EXERCISE DATA
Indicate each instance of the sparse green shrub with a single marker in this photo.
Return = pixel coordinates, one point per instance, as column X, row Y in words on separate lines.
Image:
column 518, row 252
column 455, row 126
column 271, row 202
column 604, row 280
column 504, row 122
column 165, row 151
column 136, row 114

---

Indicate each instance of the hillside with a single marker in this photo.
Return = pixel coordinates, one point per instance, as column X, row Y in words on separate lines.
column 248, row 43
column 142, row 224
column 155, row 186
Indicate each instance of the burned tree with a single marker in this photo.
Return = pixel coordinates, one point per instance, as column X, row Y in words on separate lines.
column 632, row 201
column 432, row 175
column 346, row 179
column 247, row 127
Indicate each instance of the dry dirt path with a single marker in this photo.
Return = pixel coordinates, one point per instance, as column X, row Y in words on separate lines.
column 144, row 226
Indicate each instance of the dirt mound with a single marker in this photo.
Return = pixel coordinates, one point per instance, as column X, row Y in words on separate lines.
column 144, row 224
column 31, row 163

* * *

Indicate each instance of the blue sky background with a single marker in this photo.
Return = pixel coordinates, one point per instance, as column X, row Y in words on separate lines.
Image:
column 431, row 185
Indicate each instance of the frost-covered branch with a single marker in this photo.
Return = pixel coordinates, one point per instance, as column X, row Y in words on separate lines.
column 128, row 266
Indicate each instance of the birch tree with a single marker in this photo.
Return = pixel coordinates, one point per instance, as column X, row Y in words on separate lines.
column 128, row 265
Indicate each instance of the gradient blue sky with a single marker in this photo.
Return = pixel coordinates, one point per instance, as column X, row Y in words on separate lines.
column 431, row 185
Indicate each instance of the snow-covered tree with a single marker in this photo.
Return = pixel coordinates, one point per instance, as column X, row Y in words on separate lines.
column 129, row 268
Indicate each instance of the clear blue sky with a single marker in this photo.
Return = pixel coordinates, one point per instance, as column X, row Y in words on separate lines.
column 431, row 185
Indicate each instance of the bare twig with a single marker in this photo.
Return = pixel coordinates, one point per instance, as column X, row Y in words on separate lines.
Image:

WHAT TO PRODUCE
Please write out, exactly as they appear above, only the lines in the stretch from the line with "Indicate each instance of the snow-covered" through the line with "Indicate each instance of the bare".

EXERCISE SOLUTION
Indicate each instance of the snow-covered tree with a single marker in this photo.
Return = pixel coordinates, one point per instance, as column X, row Y in words on separate lines.
column 129, row 268
Indicate each instance of the clear blue sky with a single marker in this photo.
Return = pixel coordinates, one point per instance, as column X, row Y in words on separate lines.
column 431, row 185
Indicate each instance of the bare twig with a single marker in this photo.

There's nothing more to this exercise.